____ FRAGMENTO SELECCIONADO
Al consumidor le permite aprender más sobre la comida que se lleva a la boca y tomar decisiones sobre su alimentación. Al cocinero le provee el identikit del alimento que va a cocinar. Y a la industria le da la posibilidad de retirar de góndola una partida de productos que se detecta en mal estado.
En nuestro país, una disposición conjunta de la Administración Nacional de Medicamentos, Alimentos y Tecnología Médica (ANMAT) y la Secretaria de Agricultura, Ganadería y Pesca dice que todo establecimiento donde se elabore, fraccione, distribuya o comercialice un producto debe implementar un sistema planificado que asegure el retiro de aquellas partidas que pudieran representar riesgo para la salud de los consumidores.
Por su parte, el Servicio Nacional de Sanidad y Calidad Agroalimentaria (SENASA) cuenta, desde 2015, con dos normas: la primera es el Sistema Integrado de Gestión de Sanidad Animal (SIGSA), que tiene como herramienta el Documento de Tránsito Electrónico, pensado para el control y amparo de tránsito de todas las especies animales, material apícola vivo, material reproductivo y genético, productos, subproductos y derivados de origen animal. La segunda es el Sistema Integrado de Gestión del Documento de Tránsito Sanitario Vegetal, una regla similar a la anterior.
Saber el origen y el trayecto que recorren los alimentos nos permite tomar decisiones sobre lo que nos llevamos a la boca.
Ilustraciones de Federico Porfiri.
Lo cierto es que los consumidores ni miramos la (poca) información disponible. En parte porque los jeroglíficos del etiquetado desalientan. ¿Sabemos qué significan siglas como JMAF (jarabe de maíz de alta fructosa) o E-321 (Butilhidroxitolueno)? Tampoco conocemos el alcance de la trampa marketinera en los alimentos “light”, “diet”o “naturales”. ¿Cómo lograr, entonces, que los datos de trazabilidad nos conmuevan?
________
____ DATOS PROPORCIONADOS
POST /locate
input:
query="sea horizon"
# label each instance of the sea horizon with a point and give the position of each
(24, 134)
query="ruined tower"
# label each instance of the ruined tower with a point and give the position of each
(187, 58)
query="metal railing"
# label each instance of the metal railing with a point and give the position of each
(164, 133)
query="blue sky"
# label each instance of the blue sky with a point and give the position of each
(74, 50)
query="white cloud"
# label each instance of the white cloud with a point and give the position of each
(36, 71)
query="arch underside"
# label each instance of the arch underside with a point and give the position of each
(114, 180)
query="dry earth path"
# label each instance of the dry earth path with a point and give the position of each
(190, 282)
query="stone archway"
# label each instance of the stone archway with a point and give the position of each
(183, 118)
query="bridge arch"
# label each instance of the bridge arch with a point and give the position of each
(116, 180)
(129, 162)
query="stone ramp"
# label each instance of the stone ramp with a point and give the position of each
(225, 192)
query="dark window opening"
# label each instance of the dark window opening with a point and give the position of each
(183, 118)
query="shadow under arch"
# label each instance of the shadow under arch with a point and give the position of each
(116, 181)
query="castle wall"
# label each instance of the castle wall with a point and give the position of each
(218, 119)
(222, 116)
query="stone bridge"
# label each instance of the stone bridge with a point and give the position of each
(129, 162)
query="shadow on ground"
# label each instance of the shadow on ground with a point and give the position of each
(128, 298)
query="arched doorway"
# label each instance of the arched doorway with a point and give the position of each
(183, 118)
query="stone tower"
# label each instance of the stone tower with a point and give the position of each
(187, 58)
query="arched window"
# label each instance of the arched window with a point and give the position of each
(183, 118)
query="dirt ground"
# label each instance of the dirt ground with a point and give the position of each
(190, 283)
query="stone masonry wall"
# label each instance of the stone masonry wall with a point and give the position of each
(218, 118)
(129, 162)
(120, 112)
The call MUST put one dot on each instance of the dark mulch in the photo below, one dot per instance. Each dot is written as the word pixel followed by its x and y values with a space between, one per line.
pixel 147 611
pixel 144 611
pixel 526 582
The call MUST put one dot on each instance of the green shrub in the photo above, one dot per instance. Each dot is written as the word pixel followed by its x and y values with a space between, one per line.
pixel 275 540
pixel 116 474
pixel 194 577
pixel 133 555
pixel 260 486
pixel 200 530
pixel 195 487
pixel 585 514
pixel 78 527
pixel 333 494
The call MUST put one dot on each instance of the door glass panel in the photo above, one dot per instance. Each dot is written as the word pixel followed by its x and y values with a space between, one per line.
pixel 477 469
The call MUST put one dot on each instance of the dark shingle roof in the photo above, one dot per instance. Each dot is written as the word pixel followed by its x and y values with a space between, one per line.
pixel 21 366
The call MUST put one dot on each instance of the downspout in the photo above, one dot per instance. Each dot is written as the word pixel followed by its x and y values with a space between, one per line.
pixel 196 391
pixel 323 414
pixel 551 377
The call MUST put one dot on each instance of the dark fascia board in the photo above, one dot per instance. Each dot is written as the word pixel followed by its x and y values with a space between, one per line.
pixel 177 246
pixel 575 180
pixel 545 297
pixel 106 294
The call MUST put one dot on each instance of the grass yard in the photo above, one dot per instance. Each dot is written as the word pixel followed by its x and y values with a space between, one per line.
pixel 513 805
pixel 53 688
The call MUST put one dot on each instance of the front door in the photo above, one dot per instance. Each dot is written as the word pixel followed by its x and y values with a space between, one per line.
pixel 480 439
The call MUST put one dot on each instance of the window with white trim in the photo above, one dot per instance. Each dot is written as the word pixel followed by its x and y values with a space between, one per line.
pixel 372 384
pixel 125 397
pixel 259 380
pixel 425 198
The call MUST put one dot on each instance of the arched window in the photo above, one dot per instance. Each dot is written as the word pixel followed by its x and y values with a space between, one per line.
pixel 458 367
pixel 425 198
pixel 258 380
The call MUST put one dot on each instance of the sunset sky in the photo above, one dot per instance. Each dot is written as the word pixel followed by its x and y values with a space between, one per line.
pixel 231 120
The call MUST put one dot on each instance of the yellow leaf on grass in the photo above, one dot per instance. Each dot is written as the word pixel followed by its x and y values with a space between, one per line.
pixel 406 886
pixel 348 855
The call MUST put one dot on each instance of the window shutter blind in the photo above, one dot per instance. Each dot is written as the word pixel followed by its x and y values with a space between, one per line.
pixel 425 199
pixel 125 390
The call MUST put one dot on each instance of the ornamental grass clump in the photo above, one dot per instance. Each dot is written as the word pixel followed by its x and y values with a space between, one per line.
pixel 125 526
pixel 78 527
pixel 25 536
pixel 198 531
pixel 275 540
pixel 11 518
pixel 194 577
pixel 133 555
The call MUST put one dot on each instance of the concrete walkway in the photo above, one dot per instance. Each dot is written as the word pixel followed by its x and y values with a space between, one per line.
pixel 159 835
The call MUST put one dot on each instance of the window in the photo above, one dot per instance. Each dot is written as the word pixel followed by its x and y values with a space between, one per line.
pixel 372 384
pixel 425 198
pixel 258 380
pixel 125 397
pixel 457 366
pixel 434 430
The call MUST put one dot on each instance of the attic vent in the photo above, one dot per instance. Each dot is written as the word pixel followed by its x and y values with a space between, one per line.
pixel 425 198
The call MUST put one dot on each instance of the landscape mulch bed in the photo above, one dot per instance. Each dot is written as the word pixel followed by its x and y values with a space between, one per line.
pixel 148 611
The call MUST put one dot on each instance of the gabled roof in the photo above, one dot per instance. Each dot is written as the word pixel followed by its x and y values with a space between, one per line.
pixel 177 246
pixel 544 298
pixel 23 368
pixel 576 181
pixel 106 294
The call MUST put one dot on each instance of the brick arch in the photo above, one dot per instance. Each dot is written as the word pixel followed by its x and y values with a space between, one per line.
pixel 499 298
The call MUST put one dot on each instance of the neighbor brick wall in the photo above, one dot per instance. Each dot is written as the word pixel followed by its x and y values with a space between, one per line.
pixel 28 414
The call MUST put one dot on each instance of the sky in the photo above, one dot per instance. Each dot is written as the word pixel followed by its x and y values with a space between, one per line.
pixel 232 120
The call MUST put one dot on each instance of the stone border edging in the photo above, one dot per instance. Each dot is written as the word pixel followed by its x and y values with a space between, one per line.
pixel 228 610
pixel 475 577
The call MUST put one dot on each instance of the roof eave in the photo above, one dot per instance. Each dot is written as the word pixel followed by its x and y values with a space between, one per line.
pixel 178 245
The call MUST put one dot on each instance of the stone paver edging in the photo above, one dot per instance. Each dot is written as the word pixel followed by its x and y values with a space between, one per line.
________
TUS TAREAS:
(a) Responde estas preguntas sobre el texto acerca de la trazabilidad de los alimentos:
(i) ¿Desde qué año cuenta el SENASA con dos normas?
(ii) ¿Qué herramienta tiene el Sistema Integrado de Gestión de Sanidad Animal (SIGSA)?
(iii) ¿Qué significa la sigla JMAF?
(b) Sigue escribiendo el texto sobre la trazabilidad de los alimentos a partir de su última oración.
Las filas no hacen falta para resolver las tareas.

CONJUNTO DE RESPUESTAS:
(a)
(i) Desde 2015.
(ii) El Documento de Tránsito Electrónico.
(iii) Jarabe de maíz de alta fructosa.

(b)
Para que la información no sea sólo un recurso de marketing debe ser previa: si yo sé que el pimentón de Cachi es el de mejor calidad de nuestro país, por el terroir y las condiciones en que se elabora, saber que ese pimentón viene de esa zona me aporta un dato que agrega calidad. Pero sin el dato previo puede confundir, dice Guido Tassi, responsable de Restó. Y el dato previo, el mapa de la calidad de nuestro país, la regionalización de los productos argentinos y su distribución por zona climático-geográfica, es la herramienta que hoy no tenemos y que hay que construir. En eso están A.C.E.L.G.A. (Asociación de cocineros y empresarios ligados a la gastronomía) y muchos de los cocineros que la integran y que conocen el origen y el trayecto exacto de algunos de los ingredientes que incluyen en sus cocinas. Es el caso de Gaby Oggero (Crizia), Mariano Ramón (Gran Dabbang), Pablo Rivero (Don Julio), Germán Martitegui (Tegui), Darío Gualtieri (Darío Gualtieri Bistro). También Soledad Nardelli hace lo propio en Chila, Juan Gaffuri en Elena, y la lista sigue.
Javier Urondo, alma mater del restaurante que lleva su apellido y un obsesivo de este tema advierte: Por lo menos el carnicero debería saber de qué raza es la media res que tiene, si viene de Córdoba o Chascomús, cómo fue alimentada. No solo si está clasificada como A, B o C.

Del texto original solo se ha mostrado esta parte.